═══ PROVIDED RECORDS
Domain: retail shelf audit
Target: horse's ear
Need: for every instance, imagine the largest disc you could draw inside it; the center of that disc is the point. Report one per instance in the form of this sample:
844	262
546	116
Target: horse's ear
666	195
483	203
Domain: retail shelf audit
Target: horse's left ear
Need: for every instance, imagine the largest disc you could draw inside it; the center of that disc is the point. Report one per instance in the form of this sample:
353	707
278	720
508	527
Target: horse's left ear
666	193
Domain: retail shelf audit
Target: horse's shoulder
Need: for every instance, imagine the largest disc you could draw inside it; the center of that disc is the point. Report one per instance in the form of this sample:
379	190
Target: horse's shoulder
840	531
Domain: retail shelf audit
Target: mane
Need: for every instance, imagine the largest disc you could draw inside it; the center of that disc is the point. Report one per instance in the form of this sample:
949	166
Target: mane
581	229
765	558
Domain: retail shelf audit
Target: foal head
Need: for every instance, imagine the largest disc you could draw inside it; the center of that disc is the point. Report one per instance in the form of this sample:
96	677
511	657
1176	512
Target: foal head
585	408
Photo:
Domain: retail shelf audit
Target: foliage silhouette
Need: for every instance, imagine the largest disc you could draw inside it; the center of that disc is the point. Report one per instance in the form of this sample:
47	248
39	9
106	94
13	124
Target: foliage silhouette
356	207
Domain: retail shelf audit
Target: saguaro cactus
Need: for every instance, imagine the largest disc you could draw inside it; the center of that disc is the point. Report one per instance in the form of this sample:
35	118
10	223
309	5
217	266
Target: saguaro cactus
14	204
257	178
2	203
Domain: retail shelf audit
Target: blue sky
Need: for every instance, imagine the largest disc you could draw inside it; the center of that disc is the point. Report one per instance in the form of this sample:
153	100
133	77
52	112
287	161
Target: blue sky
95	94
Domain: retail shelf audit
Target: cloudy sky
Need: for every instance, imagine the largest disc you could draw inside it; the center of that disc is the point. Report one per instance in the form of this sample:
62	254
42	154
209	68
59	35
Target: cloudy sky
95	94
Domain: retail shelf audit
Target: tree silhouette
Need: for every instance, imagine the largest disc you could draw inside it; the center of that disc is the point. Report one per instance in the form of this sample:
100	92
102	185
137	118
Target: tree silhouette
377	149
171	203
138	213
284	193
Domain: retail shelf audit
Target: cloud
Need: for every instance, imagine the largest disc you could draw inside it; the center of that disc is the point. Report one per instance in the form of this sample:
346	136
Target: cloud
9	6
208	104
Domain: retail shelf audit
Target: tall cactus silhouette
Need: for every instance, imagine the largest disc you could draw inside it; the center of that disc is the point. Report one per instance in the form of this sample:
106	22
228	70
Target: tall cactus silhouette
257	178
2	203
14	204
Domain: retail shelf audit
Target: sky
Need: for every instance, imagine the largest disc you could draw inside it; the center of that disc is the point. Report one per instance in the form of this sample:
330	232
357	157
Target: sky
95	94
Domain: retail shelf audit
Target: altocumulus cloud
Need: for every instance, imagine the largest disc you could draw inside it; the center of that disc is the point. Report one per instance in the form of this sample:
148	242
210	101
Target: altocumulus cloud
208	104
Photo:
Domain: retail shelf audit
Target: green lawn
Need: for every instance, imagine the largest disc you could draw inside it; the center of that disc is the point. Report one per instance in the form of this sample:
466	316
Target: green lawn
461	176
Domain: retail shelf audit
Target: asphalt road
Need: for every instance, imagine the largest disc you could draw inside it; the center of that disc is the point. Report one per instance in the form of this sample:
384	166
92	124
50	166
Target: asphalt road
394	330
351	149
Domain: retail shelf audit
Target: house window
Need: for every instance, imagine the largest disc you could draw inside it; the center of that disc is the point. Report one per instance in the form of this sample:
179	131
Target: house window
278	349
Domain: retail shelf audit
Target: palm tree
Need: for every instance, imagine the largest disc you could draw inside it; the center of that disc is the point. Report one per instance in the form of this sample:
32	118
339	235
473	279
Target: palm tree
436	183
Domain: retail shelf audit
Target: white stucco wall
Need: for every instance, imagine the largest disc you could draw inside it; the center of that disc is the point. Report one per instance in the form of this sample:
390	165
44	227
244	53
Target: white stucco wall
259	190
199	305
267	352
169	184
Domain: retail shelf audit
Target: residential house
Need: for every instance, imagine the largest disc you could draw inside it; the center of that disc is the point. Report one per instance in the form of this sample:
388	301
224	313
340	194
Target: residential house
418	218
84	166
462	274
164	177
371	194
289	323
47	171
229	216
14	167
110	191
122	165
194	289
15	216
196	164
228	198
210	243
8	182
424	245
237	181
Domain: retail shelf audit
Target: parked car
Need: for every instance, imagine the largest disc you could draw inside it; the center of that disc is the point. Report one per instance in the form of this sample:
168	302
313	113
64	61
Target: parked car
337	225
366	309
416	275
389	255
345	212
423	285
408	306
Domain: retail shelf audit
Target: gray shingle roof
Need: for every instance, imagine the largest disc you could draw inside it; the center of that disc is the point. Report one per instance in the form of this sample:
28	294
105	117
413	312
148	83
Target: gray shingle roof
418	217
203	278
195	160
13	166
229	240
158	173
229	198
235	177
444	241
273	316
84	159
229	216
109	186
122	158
══════
• **THE TASK**
Please transcribe the material above in full, keeping every character intact.

• **RESPONSE**
Domain: retail shelf audit
Target: horse's ear
Need: for every instance, imagine the largest disc you could draw inside it; the center of that disc is the point. Report one per instance in the form of this sample:
844	262
546	116
Target: horse's ear
666	195
483	203
Domain: retail shelf audit
Target: horse's left ear
Need: for every instance, imagine the largest disc you could draw inside it; the center of that disc is the point. Report one per instance in the form of this sample:
353	707
278	720
508	527
Target: horse's left ear
666	193
Domain: retail shelf audit
Target: horse's shoulder
Need: for every instance, imagine the largest disc you could draw inside it; the center of that disc is the point. Report one per instance in the form of this sample:
379	190
Target: horse's shoulder
840	531
Domain: retail shelf audit
Target: mane
Need: for every instance, imagine the largest disc you could draw inside it; the center of that disc is the point. Report one per instance in the form of this sample:
949	166
Target: mane
581	229
765	558
Domain: retail shelf audit
Target: foal head
Need: for every instance, imagine the largest disc you could draw inside it; the center of that disc is the point. Report one per instance in the form of this sample:
96	677
511	657
1176	512
Target: foal head
585	408
Photo:
Domain: retail shelf audit
Target: foliage silhouette
Need: for every instance, imagine the largest disc you could draw inside it; the center of that disc is the point. Report one per instance in the form of this sample:
47	248
39	9
106	94
13	124
Target: foliage silhouette
356	207
Domain: retail shelf audit
Target: saguaro cactus
Need: for every instance, imagine the largest disc you could draw inside it; the center of that disc is the point. Report one per instance in the form of this sample:
35	118
10	223
309	5
217	266
Target: saguaro cactus
14	204
257	178
2	203
Domain: retail shelf audit
Target: blue sky
Need: for every instance, imagine the largest disc you could draw inside it; the center of that disc is the point. Report one per instance in the form of this sample:
153	100
133	77
52	112
287	161
Target: blue sky
95	94
Domain: retail shelf audit
Target: cloudy sky
Need: for every instance, imagine the largest disc you could draw inside it; the center of that disc is the point. Report one per instance in the form of this sample:
62	254
42	154
209	68
59	35
Target: cloudy sky
95	94
Domain: retail shelf audit
Target: tree silhouette
Need: for every instance, imagine the largest disc you could draw inside it; the center of that disc is the point. Report one per instance in the form of this sample:
100	92
102	185
137	118
Target: tree silhouette
377	149
171	203
138	213
284	193
Domain: retail shelf audit
Target: cloud
Need: for every instance, imagine the largest disc you could draw inside it; the center of that disc is the point. Report one per instance in the form of this sample:
346	136
Target: cloud
9	6
208	104
Domain: retail shelf audit
Target: tall cactus silhouette
Need: for every instance, imagine the largest disc you could draw inside it; the center of that disc is the point. Report one per instance in the form of this sample:
106	22
228	70
Target: tall cactus silhouette
257	178
2	203
14	204
Domain: retail shelf audit
Target: sky
Need: for every instance, imagine the largest disc you could draw inside it; the center of that disc is the point. Report one per instance in the form of this sample:
330	232
357	157
Target: sky
95	94
Domain: retail shelf audit
Target: altocumulus cloud
Need: for every instance, imagine the largest disc you could draw inside it; the center of that disc is the point. Report one per instance in the form of this sample:
148	242
210	101
Target: altocumulus cloud
208	104
Photo:
Domain: retail shelf audit
Target: green lawn
Need: for every instance, imagine the largest disc you could draw inside it; the center of that disc is the point. Report one per instance in the form of this sample:
466	316
Target: green lawn
461	176
Domain: retail shelf audit
Target: asphalt road
Need: for every instance, imagine the largest disc you could draw inside it; the center of that disc is the point. Report one per instance in the form of this sample:
384	166
92	124
50	166
Target: asphalt road
394	330
351	149
Domain: retail shelf audit
Target: house window
Need: for every instance, imagine the largest disc you could draw inside it; the center of that disc is the point. Report one per instance in the form of this sample:
179	131
Target: house window
278	349
Domain: retail shelf audit
Target: palm tree
Need: for every instance, imagine the largest disc you could draw inside it; the center of that disc is the point. Report one per instance in the form of this sample:
32	118
339	235
473	279
Target: palm tree
436	183
Domain: retail shelf audit
Target: white stucco wall
Need: for every instance, imagine the largest disc you could draw inside it; the center of that disc is the point. Report one per instance in the form of this sample:
390	165
44	227
244	53
Target: white stucco wall
259	190
199	305
267	352
169	184
Domain: retail shelf audit
Target: residential house
Need: for every instance, imagine the largest disc you could draw inside it; the center of that disc is the point. Report one per instance in the form of this sample:
388	301
224	313
340	194
Target: residential house
418	218
84	166
462	274
164	177
371	194
289	323
47	171
229	216
14	167
110	191
122	165
194	289
15	216
196	164
228	198
210	243
8	182
424	245
237	181
Domain: retail shelf audit
Target: parked car
Need: for every instance, imagine the largest disc you could draw inside it; the center of that disc is the point. Report one per instance in the form of this sample:
168	302
313	113
64	61
Target: parked car
337	225
366	309
416	275
389	255
345	212
423	285
408	306
Domain: retail shelf audit
Target: gray shingle roof
Need: for every instance, imagine the largest disc you could draw inside it; the center of that disc is the point. Report one per instance in the form of this sample:
28	294
105	117
413	312
148	83
Target: gray shingle roof
418	217
203	278
195	160
13	166
229	240
158	173
229	198
235	177
444	241
273	316
84	159
229	216
109	186
122	158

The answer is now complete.